Quote the full listing word for word.

########################################

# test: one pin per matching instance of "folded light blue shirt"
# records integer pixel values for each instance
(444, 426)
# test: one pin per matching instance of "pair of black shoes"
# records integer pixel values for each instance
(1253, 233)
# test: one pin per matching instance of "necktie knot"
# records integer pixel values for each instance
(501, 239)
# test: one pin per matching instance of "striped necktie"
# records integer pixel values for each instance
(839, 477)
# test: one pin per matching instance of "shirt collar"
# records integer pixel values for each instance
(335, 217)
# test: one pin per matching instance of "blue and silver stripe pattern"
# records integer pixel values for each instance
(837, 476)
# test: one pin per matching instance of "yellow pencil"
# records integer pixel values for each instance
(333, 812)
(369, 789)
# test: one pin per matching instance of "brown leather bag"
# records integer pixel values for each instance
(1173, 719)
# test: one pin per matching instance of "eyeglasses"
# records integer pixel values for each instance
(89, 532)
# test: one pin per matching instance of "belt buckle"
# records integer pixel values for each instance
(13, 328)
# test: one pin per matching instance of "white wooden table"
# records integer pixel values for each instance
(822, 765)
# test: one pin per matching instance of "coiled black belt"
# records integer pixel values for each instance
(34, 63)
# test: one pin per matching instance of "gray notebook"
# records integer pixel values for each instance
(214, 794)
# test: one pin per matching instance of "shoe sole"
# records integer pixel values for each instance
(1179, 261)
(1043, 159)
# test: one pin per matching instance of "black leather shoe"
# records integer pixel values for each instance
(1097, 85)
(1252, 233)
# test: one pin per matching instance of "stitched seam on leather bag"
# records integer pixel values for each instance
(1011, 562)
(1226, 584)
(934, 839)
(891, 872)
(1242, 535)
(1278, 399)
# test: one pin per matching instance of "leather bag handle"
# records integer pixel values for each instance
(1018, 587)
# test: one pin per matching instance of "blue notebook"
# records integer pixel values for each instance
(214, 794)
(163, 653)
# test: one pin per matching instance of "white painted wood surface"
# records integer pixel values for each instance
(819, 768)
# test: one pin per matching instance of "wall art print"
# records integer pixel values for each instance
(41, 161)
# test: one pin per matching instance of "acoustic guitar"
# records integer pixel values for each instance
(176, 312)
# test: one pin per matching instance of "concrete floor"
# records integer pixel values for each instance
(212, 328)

########################################

_SOLUTION TO THIS PROBLEM_
# test: one pin per matching instance of "folded light blue shirt"
# records integer pixel values for each instance
(444, 426)
# test: one pin per matching instance of "pair of black shoes"
# records integer pixel values for each instance
(1253, 233)
# test: one pin per matching instance of "necktie knot"
# records integer pixel values for each instance
(501, 239)
# test: one pin per matching instance of "striped necktie"
# records integer pixel values for each instance
(839, 477)
# test: one pin per matching instance of "shirt collar"
# records integer pixel values for each instance
(335, 217)
# test: one pin per matching instance of "blue and silver stripe pattern"
# records integer pixel values for each instance
(837, 476)
# test: one pin per matching instance of "yellow pencil"
# records integer pixel values for each instance
(333, 812)
(369, 789)
# test: one pin per matching instance of "brown leather bag"
# records integer pixel values for each instance
(1173, 719)
# test: one pin per matching instance of "eyeglasses"
# records integer pixel values for each instance
(89, 532)
# test: one pin per matching instance of "belt buckle"
# records integer pixel values for each instance
(13, 328)
# test: one pin per matching instance of "white wooden table"
# records integer pixel values for each instance
(822, 765)
# test: one pin per matching instance of "coiled black belt"
# records integer pixel values for each instance
(34, 63)
# test: one pin per matching instance of "gray notebook"
# records integer pixel values for each instance
(214, 794)
# test: one pin per matching instance of "shoe sole"
# records integer pixel values for each instance
(1179, 261)
(1043, 159)
# test: one pin per matching instance of "black leather shoe"
# records integer pixel values for each instance
(1097, 85)
(1252, 233)
# test: one pin per matching instance of "stitched seam on leather bag"
# records integer pixel values for each instance
(1011, 562)
(1226, 584)
(934, 839)
(891, 872)
(1242, 535)
(1278, 399)
# test: one pin per matching instance of "leather bag handle"
# records integer pixel values for each instance
(1018, 587)
# test: one pin per matching instance of "blue notebook"
# records integer pixel values for each instance
(214, 794)
(163, 653)
# test: one pin per matching instance of "white painted wood surface"
# records integer pixel values for each instance
(819, 768)
# test: one pin per matching instance of "wall art print"
# records integer pixel values for each instance
(41, 161)
# test: one pin per matching instance of "acoustic guitar"
# records integer pixel values for each instance
(176, 312)
# test: one pin per matching instance of "concrete floor"
# records integer pixel values for each instance
(212, 328)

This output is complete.